YOUR GOAL.
Rewrite the entries below, replacing "bounding box" with "rectangle" wherever it appears and leaving everything else unchanged. Omit the pictures from your answer.

## start GIVEN ENTRIES

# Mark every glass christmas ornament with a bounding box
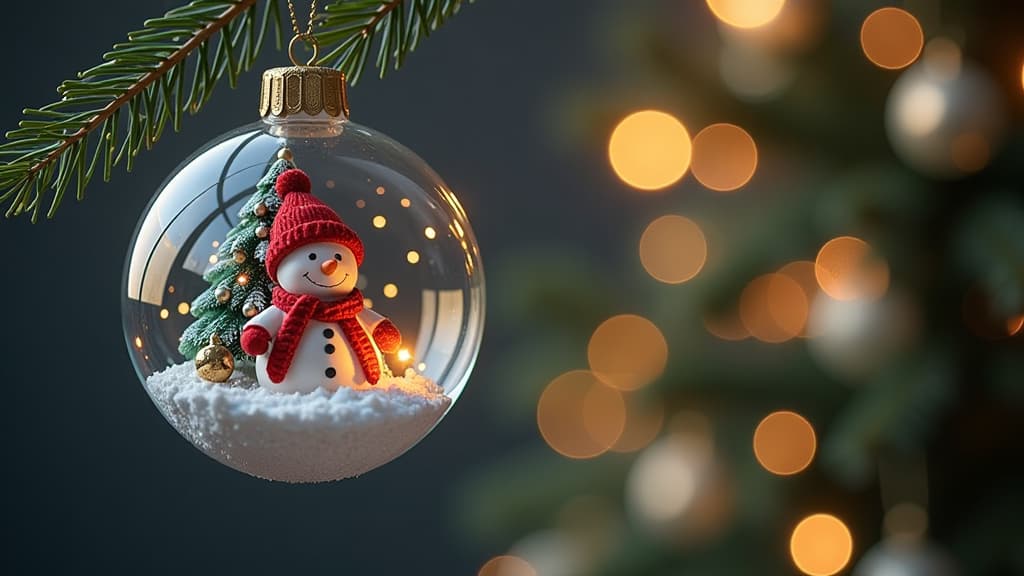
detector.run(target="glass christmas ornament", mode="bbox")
[123,66,484,482]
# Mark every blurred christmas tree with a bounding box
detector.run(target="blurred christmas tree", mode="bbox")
[463,0,1024,576]
[178,149,295,360]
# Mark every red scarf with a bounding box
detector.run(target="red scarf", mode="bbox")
[266,286,381,384]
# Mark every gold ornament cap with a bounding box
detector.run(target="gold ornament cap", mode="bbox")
[259,66,348,119]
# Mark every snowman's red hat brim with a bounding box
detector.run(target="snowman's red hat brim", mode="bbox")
[266,168,365,282]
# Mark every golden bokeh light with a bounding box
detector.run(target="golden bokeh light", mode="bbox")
[814,236,889,300]
[640,214,708,284]
[860,6,925,70]
[754,410,817,476]
[777,260,820,338]
[690,124,758,192]
[608,110,692,190]
[537,370,626,459]
[707,0,785,28]
[790,513,853,576]
[477,556,538,576]
[587,314,669,390]
[739,274,810,343]
[949,131,992,172]
[611,394,665,453]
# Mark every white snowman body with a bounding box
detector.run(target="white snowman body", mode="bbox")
[246,242,384,394]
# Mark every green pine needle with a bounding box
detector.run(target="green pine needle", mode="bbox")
[0,0,473,222]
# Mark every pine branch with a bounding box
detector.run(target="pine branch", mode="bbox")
[315,0,474,84]
[0,0,472,222]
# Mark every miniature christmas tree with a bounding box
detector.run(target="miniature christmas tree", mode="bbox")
[178,150,295,361]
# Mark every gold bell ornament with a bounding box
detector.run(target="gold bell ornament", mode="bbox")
[196,334,234,382]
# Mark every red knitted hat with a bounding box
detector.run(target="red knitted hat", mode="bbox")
[266,168,364,282]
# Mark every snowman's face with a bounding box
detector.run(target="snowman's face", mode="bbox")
[278,242,359,300]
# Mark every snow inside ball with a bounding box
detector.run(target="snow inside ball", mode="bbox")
[122,115,484,482]
[145,364,452,482]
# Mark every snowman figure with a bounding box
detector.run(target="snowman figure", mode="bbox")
[242,169,401,393]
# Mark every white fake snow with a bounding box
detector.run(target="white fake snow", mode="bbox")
[145,363,452,482]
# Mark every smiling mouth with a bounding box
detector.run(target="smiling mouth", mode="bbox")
[302,272,348,288]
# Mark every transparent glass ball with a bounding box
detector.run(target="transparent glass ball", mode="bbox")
[122,115,484,482]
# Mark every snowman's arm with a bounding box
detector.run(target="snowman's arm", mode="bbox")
[242,306,285,356]
[358,308,401,354]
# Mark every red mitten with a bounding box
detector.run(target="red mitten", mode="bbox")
[374,320,401,354]
[242,325,270,356]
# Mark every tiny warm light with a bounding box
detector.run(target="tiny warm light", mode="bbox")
[790,513,853,576]
[949,131,991,172]
[690,124,758,192]
[707,0,785,28]
[477,556,538,576]
[1007,314,1024,336]
[640,214,708,284]
[860,6,925,70]
[587,314,669,390]
[814,236,889,300]
[537,370,626,459]
[754,410,817,476]
[608,110,692,191]
[739,274,810,343]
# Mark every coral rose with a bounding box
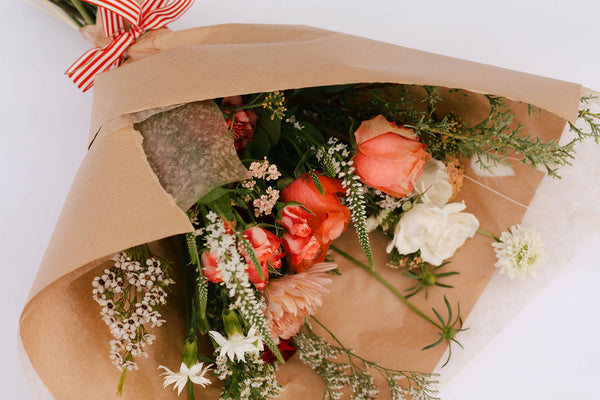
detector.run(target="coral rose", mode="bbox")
[281,174,350,272]
[282,233,325,271]
[281,205,313,237]
[354,115,431,198]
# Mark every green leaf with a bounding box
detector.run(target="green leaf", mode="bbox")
[421,335,444,350]
[248,108,281,159]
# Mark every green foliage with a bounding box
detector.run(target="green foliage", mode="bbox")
[422,295,467,368]
[293,317,438,400]
[217,355,282,400]
[48,0,98,27]
[569,96,600,143]
[248,108,281,159]
[402,261,459,298]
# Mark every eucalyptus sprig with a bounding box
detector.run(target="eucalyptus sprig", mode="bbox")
[402,261,459,299]
[406,95,574,178]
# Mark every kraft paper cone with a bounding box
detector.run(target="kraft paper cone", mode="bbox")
[20,25,581,399]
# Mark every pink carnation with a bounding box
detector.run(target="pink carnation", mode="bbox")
[263,263,337,342]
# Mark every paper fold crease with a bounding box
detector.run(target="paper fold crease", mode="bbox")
[21,25,580,399]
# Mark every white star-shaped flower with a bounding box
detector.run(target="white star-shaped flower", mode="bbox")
[158,362,212,396]
[209,327,263,362]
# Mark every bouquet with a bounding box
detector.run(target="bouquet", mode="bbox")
[21,1,598,399]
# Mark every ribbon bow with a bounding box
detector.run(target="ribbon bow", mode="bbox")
[66,0,194,92]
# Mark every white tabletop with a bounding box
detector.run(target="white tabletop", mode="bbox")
[0,0,600,400]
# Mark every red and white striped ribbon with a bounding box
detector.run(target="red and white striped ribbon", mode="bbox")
[66,0,194,92]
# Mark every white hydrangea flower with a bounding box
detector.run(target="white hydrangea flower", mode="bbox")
[414,158,452,207]
[387,203,479,265]
[492,225,546,279]
[158,362,212,396]
[209,327,263,362]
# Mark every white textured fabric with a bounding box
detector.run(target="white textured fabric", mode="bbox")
[436,89,600,386]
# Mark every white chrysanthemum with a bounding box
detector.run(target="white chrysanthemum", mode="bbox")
[492,225,546,279]
[387,203,479,266]
[209,327,263,362]
[158,362,212,396]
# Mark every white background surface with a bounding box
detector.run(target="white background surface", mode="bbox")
[0,0,600,400]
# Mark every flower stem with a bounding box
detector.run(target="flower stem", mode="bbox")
[187,378,195,400]
[71,0,96,25]
[477,229,500,242]
[329,245,443,330]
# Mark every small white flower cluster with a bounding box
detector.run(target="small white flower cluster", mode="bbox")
[252,186,279,218]
[315,137,352,178]
[215,354,282,400]
[316,138,373,265]
[242,157,281,218]
[215,354,233,381]
[350,374,379,400]
[367,208,392,232]
[492,225,546,279]
[285,115,304,131]
[204,211,276,360]
[92,252,174,371]
[248,156,281,181]
[375,194,406,211]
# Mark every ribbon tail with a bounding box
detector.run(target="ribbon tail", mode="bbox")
[143,0,194,30]
[67,32,135,92]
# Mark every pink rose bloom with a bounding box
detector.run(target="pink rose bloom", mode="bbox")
[282,232,324,271]
[221,96,258,151]
[281,205,313,237]
[354,115,431,198]
[281,174,350,272]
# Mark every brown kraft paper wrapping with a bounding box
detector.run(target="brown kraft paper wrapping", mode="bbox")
[20,25,581,399]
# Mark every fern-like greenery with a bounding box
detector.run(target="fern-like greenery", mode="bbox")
[293,317,439,400]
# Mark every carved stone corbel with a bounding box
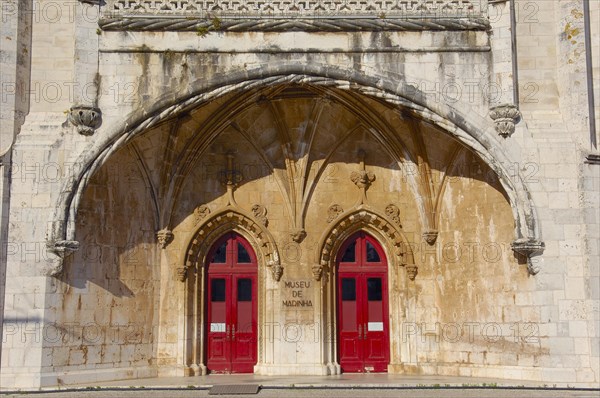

## end GIVEN ENTRIES

RESPONSE.
# Mark every glass christmas ornament with a rectangle
detector.run(target="glass christmas ornament", mode="bbox")
[123,66,484,482]
# Mark every blurred christmas tree with a rectangle
detector.run(target="blurred christmas tree", mode="bbox")
[463,0,1024,576]
[178,149,295,360]
# Mark every red scarf with a rectangle
detector.run(target="red scarf", mode="bbox")
[266,286,381,384]
# Mark every gold ornament cap with a rectangle
detector.run(target="gold ornament cap", mode="bbox")
[259,66,348,119]
# Mark every snowman's red hat brim with a rectangle
detector.run(target="snowman's red hat brim", mode="bbox")
[266,168,365,282]
# Mark every golden bokeh light with a rectangle
detector.run(target="golden bokeh light", mode="bbox")
[814,236,889,300]
[640,214,708,284]
[860,6,925,70]
[754,410,817,476]
[777,260,820,338]
[690,124,758,192]
[608,110,692,190]
[537,370,626,459]
[707,0,785,28]
[790,513,853,576]
[477,556,538,576]
[587,314,669,390]
[739,274,810,343]
[949,131,992,172]
[611,394,665,453]
# Mark every white snowman body with a rectangle
detector.run(target="white snowman body", mode="bbox")
[246,242,384,394]
# Mark every green pine needle with a rectangle
detector.run(target="green pine needle", mode="bbox")
[0,0,473,222]
# Mark every pine branch with a rectangle
detector.run(target="pine branch", mode="bbox")
[315,0,474,84]
[0,0,472,222]
# Mark every miniature christmas tree with a rectangle
detector.run(target="miniature christmas tree", mode="bbox")
[178,150,295,361]
# Mark every gold bell ornament with a rectangle
detector.run(target="gold bell ornament", mode="bbox")
[196,334,234,382]
# Mark every red knitted hat with a rectangle
detector.run(target="red knitted hat", mode="bbox")
[266,168,364,282]
# Mark every snowman's face with a rectangle
detector.run(target="snowman's face", mode="bbox")
[278,242,359,300]
# Mark every snow inside ball with a rectangle
detector.run(target="snow inside ball", mode="bbox")
[122,115,484,482]
[145,364,452,482]
# Mark every snowman figure with a rectangle
detector.run(target="snowman figure", mode="bbox")
[242,169,401,393]
# Mark every white fake snow with a rectangle
detector.run(target="white fake snow", mode="bbox")
[145,363,452,482]
# Mark every smiling mouth with a rectangle
detector.run(target="smiling mouth", mode="bbox")
[302,272,348,288]
# Mark every transparent glass ball with a rectangle
detector.run(target="transparent glass ball", mode="bbox")
[122,115,484,482]
# Mark every snowman's arm with a rectangle
detector.run(target="snowman's arm", mode="bbox")
[242,306,285,356]
[358,308,401,354]
# Mark every red mitten with a rectangle
detector.run(target="red mitten", mode="bbox")
[374,320,401,354]
[242,325,270,356]
# Mark every tiny warm light with a rectangle
detector.run(target="tiny warm light", mode="bbox")
[790,513,853,576]
[949,131,991,172]
[690,124,758,192]
[707,0,785,28]
[477,556,538,576]
[1007,314,1024,336]
[640,214,708,284]
[860,6,925,70]
[587,314,669,390]
[814,236,889,300]
[537,370,626,459]
[754,410,817,476]
[608,110,692,191]
[739,274,810,343]
# Mark every coral rose with a rectangle
detector.run(target="coral rose", mode="bbox")
[281,174,350,272]
[282,233,325,271]
[281,205,313,237]
[354,115,431,198]
# Mark every green leaf with a rectangle
detector.run(target="green leaf", mode="bbox")
[421,335,444,350]
[248,108,281,159]
# Mark every green foliage with a rectangle
detector.run(target="green foliage", mode="bbox")
[422,295,467,368]
[293,317,438,400]
[217,355,282,400]
[48,0,98,27]
[569,96,600,143]
[248,108,281,159]
[402,261,459,298]
# Mark every eucalyptus sprig with a rectangle
detector.run(target="eucalyptus sprig", mode="bbox")
[402,261,459,299]
[406,95,574,178]
# Mark every kraft paper cone with a rectangle
detector.run(target="kraft paper cone", mode="bbox")
[20,25,581,399]
# Mark every pink carnation with a rectangle
detector.run(target="pink carnation", mode="bbox")
[263,263,337,342]
# Mark every paper fold crease with a rectangle
detector.run(target="paper fold crease", mode="bbox")
[21,25,580,399]
# Mark every white star-shaped flower with a rectangle
detector.run(target="white star-shaped flower", mode="bbox")
[158,362,212,396]
[209,327,263,362]
# Mark every bouquet with a rectangle
detector.run(target="bouquet", mode="bbox")
[21,1,598,399]
# Mark every ribbon bow with a rectangle
detector.run(target="ribbon bow", mode="bbox")
[66,0,194,92]
# Mark every white tabletop with a rectangle
detector.run(target="white tabletop", mode="bbox")
[0,0,600,400]
# Mark every red and white striped ribbon with a rectangle
detector.run(target="red and white striped ribbon", mode="bbox")
[66,0,194,92]
# Mark every white hydrangea flower with a rectangle
detector.run(target="white hydrangea flower", mode="bbox")
[414,158,452,207]
[387,203,479,265]
[492,225,546,279]
[158,362,212,396]
[209,327,263,362]
# Mark every white textured fabric with a rectangle
detector.run(target="white textured fabric", mode="bbox")
[436,89,600,386]
# Mark every white chrysanthemum with a rectangle
detector.run(target="white chrysanthemum", mode="bbox")
[492,225,546,279]
[387,203,479,266]
[209,327,263,362]
[158,362,212,396]
# Mark every white background surface with a rectangle
detector.run(target="white background surface", mode="bbox")
[0,0,600,400]
# Mark every flower stem with a rectangle
detector.run(target="flower stem", mode="bbox")
[187,378,195,400]
[71,0,96,25]
[477,229,500,242]
[329,245,443,330]
# Mark every small white flower cluster with a rectangle
detector.run(target="small white flower cluster", mode="bbox")
[252,186,279,218]
[315,137,352,178]
[215,354,282,400]
[316,138,373,265]
[242,157,281,218]
[215,354,233,381]
[350,374,379,400]
[367,208,392,232]
[492,225,546,279]
[285,115,304,131]
[204,211,276,360]
[92,252,174,371]
[248,156,281,181]
[375,194,406,211]
# Mark every ribbon tail with a rectangle
detector.run(target="ribbon tail", mode="bbox")
[143,0,194,30]
[67,32,135,92]
# Mark every pink rose bloom with a rectangle
detector.run(target="pink rose bloom", mode="bbox")
[282,232,324,271]
[221,96,258,151]
[281,205,313,237]
[354,115,431,198]
[281,174,350,272]
# Mark every brown kraft paper wrapping with a rectangle
detector.run(target="brown kraft paper wrapping", mode="bbox")
[20,25,581,399]
# Mark every fern-like greenery with a rectangle
detector.run(target="fern-like greenery", mode="bbox")
[293,317,439,400]
# Mark every carved stone corbel with a rectangle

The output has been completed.